[Problem 1]: In the article on college cheating, how many hours were students given to turn in the Calculus I midterm?
[Problem 2]: Write out the passage of the article on college cheating starting at "Thursday, March 2, 2023" and ending at "had 90 minutes.".

[Excerpt]:
···
Thursday, March 2, 2023

College cheating: “Professors just don’t care”


Students say they are getting ‘screwed over’ for sticking to the rules. Professors say students are acting like ‘tyrants.’ Then came ChatGPT...

 By Suzy Weiss; The Free Press; February 28, 2023 

     When it was time for Sam Beyda, then a freshman at Columbia University, to take his Calculus I midterm, the professor told students they had 90 minutes. 
     But the exam would be administered online. And even though every student was expected to take it alone, in their dorms or apartments or at the library, it wouldn’t be proctored. And they had 24 hours to turn it in. “Anyone who hears that knows it’s a free-for-all,” Beyda told me. 
     Beyda, an economics major, said students texted each other answers; looked up solutions on Chegg, a crowdsourced website with answers to exam questions; and used calculators, which were technically verboten. 
     He finished the exam in under an hour, he said. Other students spent two or three hours on it. Some classmates paid older students who had already taken the course to do it for them. 
     “Professors just don’t care,” he told me. 
     For decades, campus standards have been plummeting. The hallowed, ivy-draped buildings, the stately quads, the timeless Latin mottos—all that tradition and honor have been slipping away. That’s an old story. Then Covid struck and all bets were off. With college kids doing college from their bedrooms and smartphones, and with the explosion of new technology, cheating became not just easy but practically unavoidable. “Cheating is rampant,” a Princeton senior told me. “Since Covid there’s been an increasing trend toward grade inflation, cheating, and ultimately, academic mediocrity.” 
  
     Now that students are back on campus, colleges are having a hard time putting the genie back in the bottle. Remote testing combined with an array of tech tools—exam helpers like Chegg, Course Hero, Quizlet, and Coursera; messaging apps like GroupMe and WhatsApp; Dropbox folders containing course material from years past; and most recently, ChatGPT, the AI that can write essays—have permanently transformed the student experience.
···
[Extracted data]:

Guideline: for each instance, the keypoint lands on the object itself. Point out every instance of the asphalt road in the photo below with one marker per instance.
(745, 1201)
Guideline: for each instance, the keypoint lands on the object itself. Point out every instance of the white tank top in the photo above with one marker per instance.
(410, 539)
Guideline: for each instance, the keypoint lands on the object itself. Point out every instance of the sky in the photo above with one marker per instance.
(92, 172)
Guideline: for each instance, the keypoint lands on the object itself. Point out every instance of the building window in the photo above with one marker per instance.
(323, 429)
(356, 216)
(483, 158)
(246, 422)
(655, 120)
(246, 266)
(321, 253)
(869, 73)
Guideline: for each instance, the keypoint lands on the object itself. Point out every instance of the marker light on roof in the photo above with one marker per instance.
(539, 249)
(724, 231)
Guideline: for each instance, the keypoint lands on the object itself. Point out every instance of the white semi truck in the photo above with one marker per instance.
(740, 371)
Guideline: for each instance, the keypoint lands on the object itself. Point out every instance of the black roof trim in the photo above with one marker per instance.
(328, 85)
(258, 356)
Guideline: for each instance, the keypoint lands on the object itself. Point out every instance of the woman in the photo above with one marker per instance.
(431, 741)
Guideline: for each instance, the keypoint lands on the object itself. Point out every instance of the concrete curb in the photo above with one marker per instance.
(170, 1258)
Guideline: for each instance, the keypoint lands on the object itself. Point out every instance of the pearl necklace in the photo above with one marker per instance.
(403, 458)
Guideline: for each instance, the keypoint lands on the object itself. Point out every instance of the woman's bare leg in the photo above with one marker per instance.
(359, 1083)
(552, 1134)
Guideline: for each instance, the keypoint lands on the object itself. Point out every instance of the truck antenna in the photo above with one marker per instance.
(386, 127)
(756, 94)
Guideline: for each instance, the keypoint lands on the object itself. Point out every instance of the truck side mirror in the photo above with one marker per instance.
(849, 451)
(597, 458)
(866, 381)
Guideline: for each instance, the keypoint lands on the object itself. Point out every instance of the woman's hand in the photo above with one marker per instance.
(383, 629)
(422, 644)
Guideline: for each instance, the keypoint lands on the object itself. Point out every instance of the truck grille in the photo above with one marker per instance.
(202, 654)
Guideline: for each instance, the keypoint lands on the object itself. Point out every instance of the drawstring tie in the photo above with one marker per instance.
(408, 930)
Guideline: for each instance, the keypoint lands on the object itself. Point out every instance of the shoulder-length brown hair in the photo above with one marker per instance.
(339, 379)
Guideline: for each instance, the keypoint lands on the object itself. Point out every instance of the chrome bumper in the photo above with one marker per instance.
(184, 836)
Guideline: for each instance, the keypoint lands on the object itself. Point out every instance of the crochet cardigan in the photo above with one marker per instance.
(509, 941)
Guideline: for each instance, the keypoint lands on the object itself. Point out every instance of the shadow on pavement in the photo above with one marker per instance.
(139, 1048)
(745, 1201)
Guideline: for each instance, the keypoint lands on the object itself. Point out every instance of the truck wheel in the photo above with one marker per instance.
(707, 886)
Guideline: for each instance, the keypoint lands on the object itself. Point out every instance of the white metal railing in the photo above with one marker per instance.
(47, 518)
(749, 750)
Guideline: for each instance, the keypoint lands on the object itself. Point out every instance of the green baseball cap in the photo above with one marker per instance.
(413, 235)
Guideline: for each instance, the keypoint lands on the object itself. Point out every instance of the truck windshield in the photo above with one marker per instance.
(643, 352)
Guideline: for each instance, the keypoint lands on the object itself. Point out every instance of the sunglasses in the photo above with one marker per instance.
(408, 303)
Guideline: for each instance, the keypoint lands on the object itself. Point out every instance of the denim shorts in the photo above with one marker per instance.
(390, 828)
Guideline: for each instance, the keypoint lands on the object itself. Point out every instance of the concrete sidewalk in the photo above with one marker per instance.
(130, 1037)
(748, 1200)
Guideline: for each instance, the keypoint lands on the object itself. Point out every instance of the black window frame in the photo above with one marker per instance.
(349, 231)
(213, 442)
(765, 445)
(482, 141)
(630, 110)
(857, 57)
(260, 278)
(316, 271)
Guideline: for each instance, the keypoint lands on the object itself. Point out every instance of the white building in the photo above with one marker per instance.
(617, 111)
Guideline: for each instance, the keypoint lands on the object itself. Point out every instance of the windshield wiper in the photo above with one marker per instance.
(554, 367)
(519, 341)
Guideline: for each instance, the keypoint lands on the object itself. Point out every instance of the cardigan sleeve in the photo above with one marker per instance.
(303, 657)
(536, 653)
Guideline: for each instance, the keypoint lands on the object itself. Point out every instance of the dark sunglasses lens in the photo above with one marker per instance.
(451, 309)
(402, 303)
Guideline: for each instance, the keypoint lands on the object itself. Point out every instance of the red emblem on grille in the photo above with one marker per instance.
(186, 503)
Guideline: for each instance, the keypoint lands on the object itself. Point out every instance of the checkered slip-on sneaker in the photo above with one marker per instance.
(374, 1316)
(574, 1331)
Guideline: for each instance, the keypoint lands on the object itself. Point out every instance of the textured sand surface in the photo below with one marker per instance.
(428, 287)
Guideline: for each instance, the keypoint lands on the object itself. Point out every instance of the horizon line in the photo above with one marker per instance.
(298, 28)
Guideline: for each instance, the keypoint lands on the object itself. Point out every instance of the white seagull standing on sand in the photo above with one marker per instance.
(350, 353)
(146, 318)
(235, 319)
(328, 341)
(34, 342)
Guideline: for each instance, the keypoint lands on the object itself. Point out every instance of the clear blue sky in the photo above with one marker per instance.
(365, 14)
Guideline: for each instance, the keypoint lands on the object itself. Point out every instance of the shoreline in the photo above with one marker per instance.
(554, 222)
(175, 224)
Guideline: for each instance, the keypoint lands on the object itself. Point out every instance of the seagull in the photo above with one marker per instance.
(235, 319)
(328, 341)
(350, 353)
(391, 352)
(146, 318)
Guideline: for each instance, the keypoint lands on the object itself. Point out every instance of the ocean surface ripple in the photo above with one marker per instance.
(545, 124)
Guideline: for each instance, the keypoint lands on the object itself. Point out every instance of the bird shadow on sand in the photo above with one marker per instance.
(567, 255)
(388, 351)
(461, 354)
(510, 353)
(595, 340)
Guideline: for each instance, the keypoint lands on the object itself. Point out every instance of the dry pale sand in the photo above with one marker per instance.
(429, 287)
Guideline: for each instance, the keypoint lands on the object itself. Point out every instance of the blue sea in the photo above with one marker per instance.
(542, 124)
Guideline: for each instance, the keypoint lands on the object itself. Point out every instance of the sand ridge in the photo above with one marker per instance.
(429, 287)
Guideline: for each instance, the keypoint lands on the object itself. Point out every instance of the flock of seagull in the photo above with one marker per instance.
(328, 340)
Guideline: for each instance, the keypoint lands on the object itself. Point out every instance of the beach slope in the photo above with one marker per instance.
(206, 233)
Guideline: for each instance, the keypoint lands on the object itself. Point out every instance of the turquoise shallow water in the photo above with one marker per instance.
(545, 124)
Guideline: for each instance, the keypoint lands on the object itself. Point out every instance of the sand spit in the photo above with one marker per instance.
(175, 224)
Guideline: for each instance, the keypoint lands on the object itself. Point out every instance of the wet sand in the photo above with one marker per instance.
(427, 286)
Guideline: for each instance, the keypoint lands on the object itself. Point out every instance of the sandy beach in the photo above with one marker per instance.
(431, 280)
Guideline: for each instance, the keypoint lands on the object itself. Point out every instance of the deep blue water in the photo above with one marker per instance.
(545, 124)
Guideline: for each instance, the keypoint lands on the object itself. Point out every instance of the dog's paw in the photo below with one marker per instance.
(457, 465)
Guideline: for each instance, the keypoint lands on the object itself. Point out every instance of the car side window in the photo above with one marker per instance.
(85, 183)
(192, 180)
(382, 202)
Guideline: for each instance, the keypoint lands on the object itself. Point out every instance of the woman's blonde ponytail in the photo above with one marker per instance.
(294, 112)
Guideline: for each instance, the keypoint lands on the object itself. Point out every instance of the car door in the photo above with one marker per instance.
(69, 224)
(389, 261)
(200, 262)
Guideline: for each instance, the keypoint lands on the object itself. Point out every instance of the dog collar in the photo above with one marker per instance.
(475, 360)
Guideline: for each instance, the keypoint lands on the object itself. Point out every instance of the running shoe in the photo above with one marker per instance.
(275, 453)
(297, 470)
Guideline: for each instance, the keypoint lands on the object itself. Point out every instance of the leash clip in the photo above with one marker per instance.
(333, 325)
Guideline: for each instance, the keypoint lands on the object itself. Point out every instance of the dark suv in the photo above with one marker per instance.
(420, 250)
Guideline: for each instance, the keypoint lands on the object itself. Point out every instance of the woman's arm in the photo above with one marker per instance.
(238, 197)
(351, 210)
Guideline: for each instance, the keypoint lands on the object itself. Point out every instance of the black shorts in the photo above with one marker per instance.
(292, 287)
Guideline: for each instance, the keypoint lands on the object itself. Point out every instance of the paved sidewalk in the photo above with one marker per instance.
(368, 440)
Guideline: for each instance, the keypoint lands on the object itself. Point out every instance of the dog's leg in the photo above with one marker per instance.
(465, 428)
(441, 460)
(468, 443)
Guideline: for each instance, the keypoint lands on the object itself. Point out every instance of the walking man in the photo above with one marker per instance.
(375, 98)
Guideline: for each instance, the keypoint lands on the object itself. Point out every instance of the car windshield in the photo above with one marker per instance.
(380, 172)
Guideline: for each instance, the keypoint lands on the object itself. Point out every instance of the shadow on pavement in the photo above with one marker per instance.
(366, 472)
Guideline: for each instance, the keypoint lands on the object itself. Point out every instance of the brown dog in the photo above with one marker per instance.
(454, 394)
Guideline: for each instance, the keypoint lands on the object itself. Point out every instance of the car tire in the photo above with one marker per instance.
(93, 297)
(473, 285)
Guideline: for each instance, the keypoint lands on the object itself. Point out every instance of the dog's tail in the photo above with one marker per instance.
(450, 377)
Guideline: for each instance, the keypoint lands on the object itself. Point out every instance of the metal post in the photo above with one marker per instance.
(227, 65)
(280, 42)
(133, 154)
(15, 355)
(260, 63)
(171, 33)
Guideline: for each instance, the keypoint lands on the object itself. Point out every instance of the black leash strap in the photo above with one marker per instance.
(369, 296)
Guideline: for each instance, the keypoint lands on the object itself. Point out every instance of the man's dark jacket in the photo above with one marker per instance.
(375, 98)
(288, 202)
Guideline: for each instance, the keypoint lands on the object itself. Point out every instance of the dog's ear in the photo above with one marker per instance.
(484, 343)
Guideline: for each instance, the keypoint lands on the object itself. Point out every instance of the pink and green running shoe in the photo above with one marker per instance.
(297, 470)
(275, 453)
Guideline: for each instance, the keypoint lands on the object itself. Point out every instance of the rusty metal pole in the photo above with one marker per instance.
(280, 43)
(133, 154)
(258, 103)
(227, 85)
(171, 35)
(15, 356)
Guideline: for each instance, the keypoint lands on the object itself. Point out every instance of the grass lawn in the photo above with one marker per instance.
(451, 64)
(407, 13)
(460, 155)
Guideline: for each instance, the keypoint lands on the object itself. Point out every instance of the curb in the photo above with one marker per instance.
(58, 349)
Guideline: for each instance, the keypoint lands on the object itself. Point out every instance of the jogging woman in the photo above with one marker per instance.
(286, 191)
···
[Response 1]: 24 hours

[Response 2]:
Thursday, March 2, 2023

College cheating: “Professors just don’t care”


Students say they are getting ‘screwed over’ for sticking to the rules. Professors say students are acting like ‘tyrants.’ Then came ChatGPT...

 By Suzy Weiss; The Free Press; February 28, 2023 

     When it was time for Sam Beyda, then a freshman at Columbia University, to take his Calculus I midterm, the professor told students they had 90 minutes.